**What is expected**
Filter this listing down to the lines that contain the word "below", and copy them.
-- The input follows --
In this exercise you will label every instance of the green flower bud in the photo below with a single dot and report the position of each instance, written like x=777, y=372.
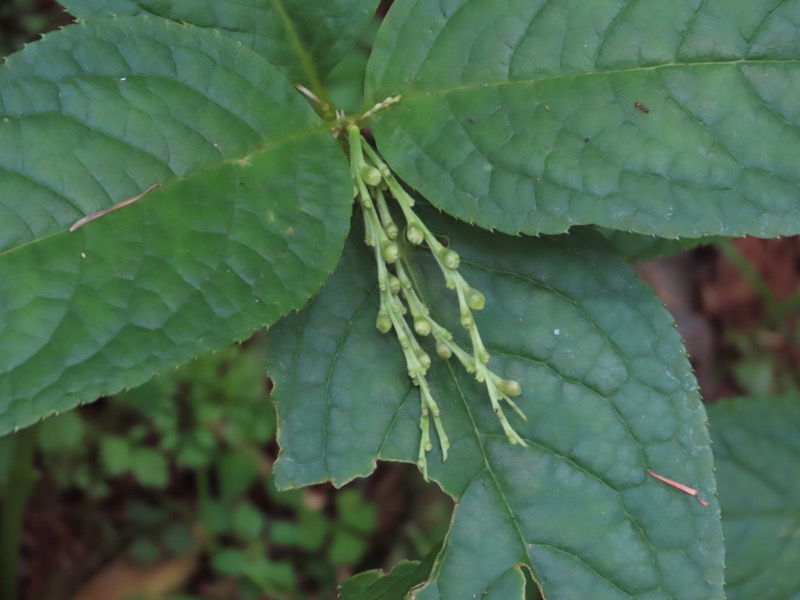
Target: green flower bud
x=389, y=251
x=370, y=175
x=510, y=387
x=449, y=258
x=422, y=326
x=415, y=234
x=475, y=300
x=394, y=284
x=383, y=323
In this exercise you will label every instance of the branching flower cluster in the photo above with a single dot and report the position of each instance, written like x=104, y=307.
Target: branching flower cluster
x=401, y=307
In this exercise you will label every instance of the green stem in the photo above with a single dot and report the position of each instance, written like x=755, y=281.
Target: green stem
x=21, y=479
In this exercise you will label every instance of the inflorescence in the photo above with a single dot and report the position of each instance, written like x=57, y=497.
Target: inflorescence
x=401, y=307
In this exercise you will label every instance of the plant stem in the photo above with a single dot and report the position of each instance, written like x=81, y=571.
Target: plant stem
x=21, y=479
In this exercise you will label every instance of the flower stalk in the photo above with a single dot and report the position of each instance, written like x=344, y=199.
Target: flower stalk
x=403, y=310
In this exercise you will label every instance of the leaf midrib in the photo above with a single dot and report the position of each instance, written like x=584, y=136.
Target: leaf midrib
x=412, y=94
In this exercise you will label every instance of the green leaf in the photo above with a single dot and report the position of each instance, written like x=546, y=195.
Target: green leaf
x=757, y=454
x=607, y=391
x=249, y=221
x=522, y=116
x=303, y=39
x=635, y=247
x=395, y=585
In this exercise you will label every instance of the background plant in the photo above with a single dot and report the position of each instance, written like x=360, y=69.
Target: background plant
x=526, y=119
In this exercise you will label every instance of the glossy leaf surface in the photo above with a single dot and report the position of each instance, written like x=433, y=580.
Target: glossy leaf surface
x=530, y=115
x=607, y=391
x=303, y=39
x=249, y=220
x=757, y=451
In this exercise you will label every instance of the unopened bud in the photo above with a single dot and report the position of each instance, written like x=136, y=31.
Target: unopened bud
x=510, y=387
x=415, y=234
x=422, y=326
x=475, y=300
x=449, y=258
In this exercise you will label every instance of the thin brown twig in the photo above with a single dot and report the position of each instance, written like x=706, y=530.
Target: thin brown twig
x=100, y=213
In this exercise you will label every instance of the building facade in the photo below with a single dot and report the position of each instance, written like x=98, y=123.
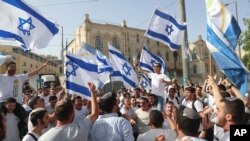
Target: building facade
x=28, y=61
x=128, y=40
x=199, y=67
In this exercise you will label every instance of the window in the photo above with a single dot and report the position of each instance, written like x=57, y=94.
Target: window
x=98, y=43
x=194, y=69
x=138, y=38
x=115, y=43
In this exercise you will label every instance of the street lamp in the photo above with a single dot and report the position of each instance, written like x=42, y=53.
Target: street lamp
x=236, y=16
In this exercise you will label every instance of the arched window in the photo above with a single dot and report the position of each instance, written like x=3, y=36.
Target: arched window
x=98, y=43
x=167, y=56
x=115, y=43
x=194, y=69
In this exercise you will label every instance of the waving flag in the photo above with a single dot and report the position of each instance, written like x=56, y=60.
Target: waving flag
x=222, y=48
x=122, y=68
x=22, y=23
x=87, y=52
x=166, y=29
x=145, y=83
x=104, y=68
x=148, y=60
x=224, y=20
x=79, y=73
x=4, y=58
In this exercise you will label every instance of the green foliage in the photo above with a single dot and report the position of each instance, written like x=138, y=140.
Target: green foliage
x=244, y=42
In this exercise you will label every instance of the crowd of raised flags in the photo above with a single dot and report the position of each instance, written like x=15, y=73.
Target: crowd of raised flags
x=32, y=30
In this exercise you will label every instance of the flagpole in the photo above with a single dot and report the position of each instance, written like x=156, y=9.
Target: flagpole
x=184, y=61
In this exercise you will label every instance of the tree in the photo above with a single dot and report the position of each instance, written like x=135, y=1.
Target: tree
-- The input concluded --
**Solution to this exercise**
In this exercise you will label every instance of the green flower bud in the photo below with a single dot and report the position of each instance, written like x=777, y=372.
In this exercise you will label every instance of the building facade in the photo below with a single dot and report the position of each instance, written like x=98, y=123.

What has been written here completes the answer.